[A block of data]
** Begin **

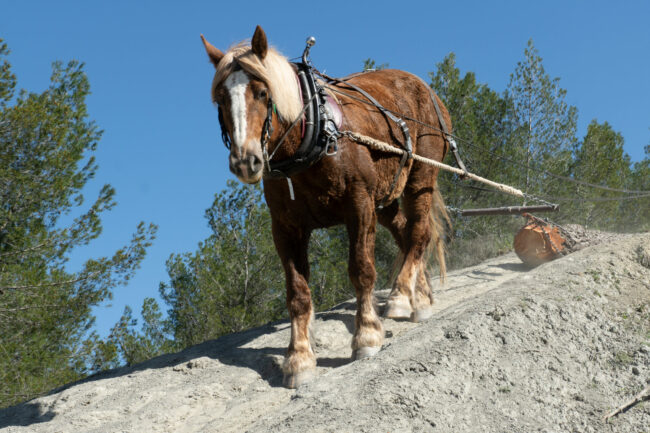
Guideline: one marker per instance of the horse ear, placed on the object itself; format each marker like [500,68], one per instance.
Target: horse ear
[259,44]
[214,53]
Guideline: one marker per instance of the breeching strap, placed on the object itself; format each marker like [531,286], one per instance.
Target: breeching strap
[385,147]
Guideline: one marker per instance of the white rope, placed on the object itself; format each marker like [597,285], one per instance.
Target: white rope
[385,147]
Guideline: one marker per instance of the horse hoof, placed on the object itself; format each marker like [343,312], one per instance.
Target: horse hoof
[293,381]
[421,315]
[365,352]
[397,310]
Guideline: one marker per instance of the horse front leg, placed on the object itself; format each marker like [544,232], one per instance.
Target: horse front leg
[292,244]
[369,332]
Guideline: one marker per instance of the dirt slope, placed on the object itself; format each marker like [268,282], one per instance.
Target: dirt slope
[508,350]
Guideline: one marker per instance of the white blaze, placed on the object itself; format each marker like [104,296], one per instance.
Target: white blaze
[236,84]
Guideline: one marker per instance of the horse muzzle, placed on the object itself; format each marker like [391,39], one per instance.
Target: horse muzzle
[248,169]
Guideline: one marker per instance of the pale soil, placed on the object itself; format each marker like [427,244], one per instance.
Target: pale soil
[509,349]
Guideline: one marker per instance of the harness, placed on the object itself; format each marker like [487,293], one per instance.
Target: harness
[320,127]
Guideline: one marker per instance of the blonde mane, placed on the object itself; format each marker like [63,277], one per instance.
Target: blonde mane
[275,71]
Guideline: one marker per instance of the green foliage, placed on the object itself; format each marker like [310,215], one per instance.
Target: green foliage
[46,158]
[234,280]
[133,346]
[523,137]
[544,126]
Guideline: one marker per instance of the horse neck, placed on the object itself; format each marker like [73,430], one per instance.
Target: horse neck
[291,142]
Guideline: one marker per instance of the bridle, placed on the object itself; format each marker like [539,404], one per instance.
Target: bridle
[319,136]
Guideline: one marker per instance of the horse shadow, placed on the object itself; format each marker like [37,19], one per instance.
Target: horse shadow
[24,415]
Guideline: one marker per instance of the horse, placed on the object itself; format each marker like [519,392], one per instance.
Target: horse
[258,94]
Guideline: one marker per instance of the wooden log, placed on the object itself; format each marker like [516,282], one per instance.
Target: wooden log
[538,242]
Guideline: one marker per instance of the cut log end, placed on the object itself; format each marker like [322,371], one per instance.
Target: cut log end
[538,242]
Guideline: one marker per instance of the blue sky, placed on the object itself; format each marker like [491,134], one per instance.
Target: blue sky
[150,83]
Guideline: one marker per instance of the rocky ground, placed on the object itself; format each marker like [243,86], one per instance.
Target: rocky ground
[553,349]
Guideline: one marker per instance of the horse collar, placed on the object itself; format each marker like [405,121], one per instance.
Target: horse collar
[320,128]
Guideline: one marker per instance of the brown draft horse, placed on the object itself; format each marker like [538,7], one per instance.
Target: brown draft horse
[342,189]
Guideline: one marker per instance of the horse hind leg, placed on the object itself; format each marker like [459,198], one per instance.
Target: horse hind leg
[369,332]
[398,305]
[411,297]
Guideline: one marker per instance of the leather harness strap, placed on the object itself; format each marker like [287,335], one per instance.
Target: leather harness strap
[405,131]
[452,143]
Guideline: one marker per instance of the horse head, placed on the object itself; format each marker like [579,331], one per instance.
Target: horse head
[249,82]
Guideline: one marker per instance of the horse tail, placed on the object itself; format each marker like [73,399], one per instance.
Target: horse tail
[438,221]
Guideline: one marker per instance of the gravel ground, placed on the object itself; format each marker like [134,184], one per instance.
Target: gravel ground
[553,349]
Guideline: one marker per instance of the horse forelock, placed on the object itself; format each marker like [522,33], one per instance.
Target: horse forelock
[274,70]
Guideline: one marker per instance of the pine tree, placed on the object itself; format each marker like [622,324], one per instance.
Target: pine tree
[46,158]
[600,160]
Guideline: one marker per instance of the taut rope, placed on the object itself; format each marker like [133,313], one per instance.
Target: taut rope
[385,147]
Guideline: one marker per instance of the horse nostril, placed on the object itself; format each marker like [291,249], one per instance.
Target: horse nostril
[235,167]
[254,163]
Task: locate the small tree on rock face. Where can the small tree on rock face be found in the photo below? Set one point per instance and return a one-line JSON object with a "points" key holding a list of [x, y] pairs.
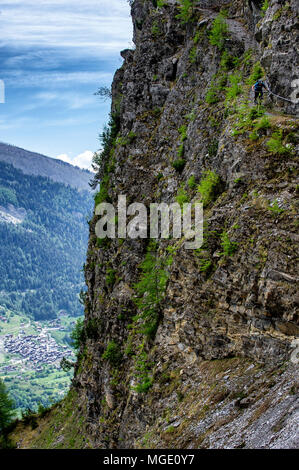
{"points": [[6, 408]]}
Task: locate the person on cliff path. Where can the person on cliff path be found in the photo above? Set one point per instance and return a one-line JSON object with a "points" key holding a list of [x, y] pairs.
{"points": [[258, 91]]}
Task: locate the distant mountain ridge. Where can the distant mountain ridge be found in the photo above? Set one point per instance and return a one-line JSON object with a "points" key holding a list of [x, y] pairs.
{"points": [[32, 163]]}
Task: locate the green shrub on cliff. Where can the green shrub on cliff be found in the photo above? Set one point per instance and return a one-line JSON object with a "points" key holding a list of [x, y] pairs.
{"points": [[186, 8], [78, 334], [209, 187], [275, 144], [150, 291], [112, 353], [229, 247], [219, 31]]}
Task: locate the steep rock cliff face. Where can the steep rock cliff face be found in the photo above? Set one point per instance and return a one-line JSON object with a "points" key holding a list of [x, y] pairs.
{"points": [[207, 356]]}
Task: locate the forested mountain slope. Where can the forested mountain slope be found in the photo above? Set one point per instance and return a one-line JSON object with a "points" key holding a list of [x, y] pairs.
{"points": [[32, 163], [43, 246], [195, 348]]}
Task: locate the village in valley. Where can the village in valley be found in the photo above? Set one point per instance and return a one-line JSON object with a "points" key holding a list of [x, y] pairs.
{"points": [[30, 356]]}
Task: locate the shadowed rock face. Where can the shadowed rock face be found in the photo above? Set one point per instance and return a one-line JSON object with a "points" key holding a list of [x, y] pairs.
{"points": [[217, 372]]}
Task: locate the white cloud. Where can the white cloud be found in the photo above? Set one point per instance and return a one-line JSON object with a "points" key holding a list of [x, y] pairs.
{"points": [[83, 160], [100, 26]]}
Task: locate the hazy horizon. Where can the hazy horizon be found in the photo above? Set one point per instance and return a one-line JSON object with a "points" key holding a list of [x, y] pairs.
{"points": [[55, 55]]}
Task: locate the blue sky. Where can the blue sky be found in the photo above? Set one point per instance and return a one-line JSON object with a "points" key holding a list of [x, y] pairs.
{"points": [[54, 54]]}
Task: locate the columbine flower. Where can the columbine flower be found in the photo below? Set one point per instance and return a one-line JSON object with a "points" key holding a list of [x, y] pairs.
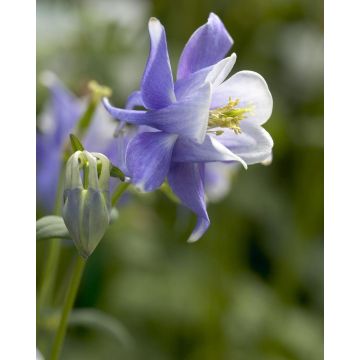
{"points": [[198, 119], [86, 210], [55, 124]]}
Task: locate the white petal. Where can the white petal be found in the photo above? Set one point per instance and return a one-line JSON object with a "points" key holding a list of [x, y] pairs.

** End **

* [Short exercise]
Please retype the entries above word for word, but only from the line containing "Task: locate the white cloud." through the last line, and without the pictures.

* [Result of this exercise]
Task: locate the white cloud. Where can the white cloud be found in the photo above? Set one point per instance and return a one-line JSON object with a "points" key holding a list of [x, y] pairs.
{"points": [[83, 160], [100, 26]]}
Task: locate the hazy horizon. Where can the hazy horizon be found in the photo above? Set one point per instance and return a one-line JSON object with a "points" key holding a list of [x, y] pairs.
{"points": [[55, 55]]}
Task: locate the blue sky. Where can the blue sky be found in the photo above? Set one point per instance and return a one-line JSON object with a "points" key holding a list of [x, y] pairs.
{"points": [[54, 54]]}
Task: locate the columbine flower. Where can the columbine flower be found in the photo below? Set one point per instance and return a one-line JSON object with a "points" key holding a list of [x, y] pairs.
{"points": [[198, 119], [86, 210], [55, 124]]}
Task: locate the white petal. Where can the white petal be found in the photo above? Set one point per instance and return a one-line JSON object with a "points" key holding a list of [x, y] pairs.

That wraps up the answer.